| Extract provided |
Start

Jan. 16th, 2008

eiffel_71: The Big Match opening title (Default)
Arriving at work, Mike said "The big night tonight, then" and asked me if I'd bought my ticket for Liverpool yet! Little did he or I know...

Half an hour into the shift I was pleasantly surprised to see a tin of Heroes on the nibbles table. Couldn't resist prising the lid off and dipping in - even better, it was full or nearly full. A bit later, Sarah #4 pointed them out to me and said she'd brought them. I thanked her effusively. The chocs were just the thing to help pass the shift - for not just me but a lot of the others, judging by the puny half-dozen or so that remained with an hour to go.

End

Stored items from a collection

Start

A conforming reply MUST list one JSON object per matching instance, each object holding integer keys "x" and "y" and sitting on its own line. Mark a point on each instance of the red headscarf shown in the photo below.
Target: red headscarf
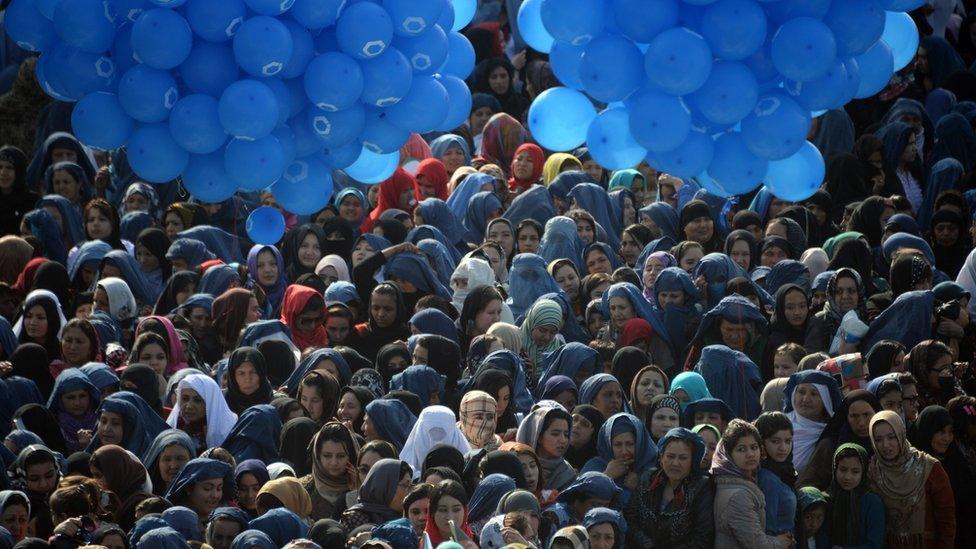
{"x": 538, "y": 162}
{"x": 433, "y": 171}
{"x": 293, "y": 304}
{"x": 389, "y": 197}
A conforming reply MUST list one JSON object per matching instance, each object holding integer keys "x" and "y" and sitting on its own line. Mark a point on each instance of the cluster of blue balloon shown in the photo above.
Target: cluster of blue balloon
{"x": 250, "y": 94}
{"x": 721, "y": 90}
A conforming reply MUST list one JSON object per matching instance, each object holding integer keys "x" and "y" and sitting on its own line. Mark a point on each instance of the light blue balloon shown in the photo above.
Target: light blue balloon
{"x": 803, "y": 49}
{"x": 334, "y": 81}
{"x": 777, "y": 127}
{"x": 262, "y": 46}
{"x": 728, "y": 95}
{"x": 530, "y": 26}
{"x": 460, "y": 56}
{"x": 678, "y": 61}
{"x": 658, "y": 121}
{"x": 426, "y": 52}
{"x": 248, "y": 109}
{"x": 559, "y": 118}
{"x": 797, "y": 177}
{"x": 734, "y": 29}
{"x": 575, "y": 21}
{"x": 99, "y": 121}
{"x": 372, "y": 168}
{"x": 147, "y": 94}
{"x": 162, "y": 39}
{"x": 215, "y": 21}
{"x": 612, "y": 68}
{"x": 28, "y": 27}
{"x": 195, "y": 124}
{"x": 609, "y": 141}
{"x": 901, "y": 35}
{"x": 254, "y": 164}
{"x": 459, "y": 104}
{"x": 209, "y": 68}
{"x": 265, "y": 225}
{"x": 877, "y": 65}
{"x": 386, "y": 78}
{"x": 364, "y": 30}
{"x": 734, "y": 168}
{"x": 206, "y": 179}
{"x": 305, "y": 187}
{"x": 154, "y": 155}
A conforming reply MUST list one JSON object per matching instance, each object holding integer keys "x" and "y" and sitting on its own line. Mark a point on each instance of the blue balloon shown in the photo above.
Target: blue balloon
{"x": 413, "y": 17}
{"x": 877, "y": 65}
{"x": 777, "y": 127}
{"x": 529, "y": 23}
{"x": 265, "y": 225}
{"x": 195, "y": 124}
{"x": 305, "y": 187}
{"x": 364, "y": 30}
{"x": 248, "y": 109}
{"x": 678, "y": 61}
{"x": 901, "y": 35}
{"x": 210, "y": 68}
{"x": 154, "y": 155}
{"x": 690, "y": 158}
{"x": 84, "y": 24}
{"x": 254, "y": 164}
{"x": 575, "y": 21}
{"x": 459, "y": 105}
{"x": 735, "y": 29}
{"x": 734, "y": 169}
{"x": 856, "y": 24}
{"x": 262, "y": 46}
{"x": 28, "y": 27}
{"x": 798, "y": 176}
{"x": 334, "y": 81}
{"x": 658, "y": 121}
{"x": 642, "y": 20}
{"x": 148, "y": 94}
{"x": 559, "y": 118}
{"x": 371, "y": 168}
{"x": 460, "y": 56}
{"x": 215, "y": 21}
{"x": 162, "y": 39}
{"x": 423, "y": 108}
{"x": 612, "y": 68}
{"x": 728, "y": 95}
{"x": 206, "y": 179}
{"x": 380, "y": 135}
{"x": 565, "y": 60}
{"x": 386, "y": 78}
{"x": 610, "y": 142}
{"x": 99, "y": 121}
{"x": 338, "y": 128}
{"x": 316, "y": 14}
{"x": 426, "y": 52}
{"x": 804, "y": 49}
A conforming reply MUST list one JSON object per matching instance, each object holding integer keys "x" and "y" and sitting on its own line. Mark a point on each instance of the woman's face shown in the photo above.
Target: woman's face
{"x": 309, "y": 251}
{"x": 154, "y": 356}
{"x": 171, "y": 461}
{"x": 192, "y": 406}
{"x": 554, "y": 440}
{"x": 76, "y": 348}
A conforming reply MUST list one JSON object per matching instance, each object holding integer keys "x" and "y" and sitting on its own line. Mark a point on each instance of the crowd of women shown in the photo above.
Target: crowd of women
{"x": 498, "y": 346}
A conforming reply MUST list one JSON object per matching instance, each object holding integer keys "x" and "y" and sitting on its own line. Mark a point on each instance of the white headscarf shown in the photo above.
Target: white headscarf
{"x": 220, "y": 420}
{"x": 436, "y": 424}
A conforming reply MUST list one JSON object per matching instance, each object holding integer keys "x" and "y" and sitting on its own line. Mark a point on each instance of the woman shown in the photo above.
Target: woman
{"x": 739, "y": 503}
{"x": 673, "y": 504}
{"x": 919, "y": 507}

End

| Directives |
(1) Edit the entries from the line containing "woman shown in the photo above." through the end of the entries, changing "instance" to "occurrence" and leaving everything else as it is.
(2) Pick up the diary post about the tin of Heroes at work and carry it on from its final sentence.

| Outputs in order |
(1)
A conforming reply MUST list one JSON object per matching occurrence, each object holding integer keys "x" and "y" and sitting on its own line. Mark a point on each occurrence of the woman shown in the photo above.
Target: woman
{"x": 739, "y": 503}
{"x": 673, "y": 504}
{"x": 919, "y": 507}

(2)
During the last hour I got an elderly woman who had the worst attitude ever of anyone I've completed a full survey with. She constantly abused me in between questions and said on four separate occasions "This is a waste of my time". At the end she refused to suggest a time when we might catch her daughter in and hung up before I could ask if we could call her back in three months. After she hung up, I threw my headphones on the floor in disgust. Ann, a few seats away, looked over, but didn't ask me what was up, she just gawped at me as though I were a monkey at the zoo. At least Paula came back from her coffee break at that point, and spotted my headphones on the ground before I wound them back up onto my desk as she came back to her booth next to me. She did ask what was up.

"That call was a nightmare," I told her.

"We've all been getting nightmare ones," she said. I had, earlier, made out her and Jane talking to each other about awkward customers they'd got. "Well, it's over now," she added.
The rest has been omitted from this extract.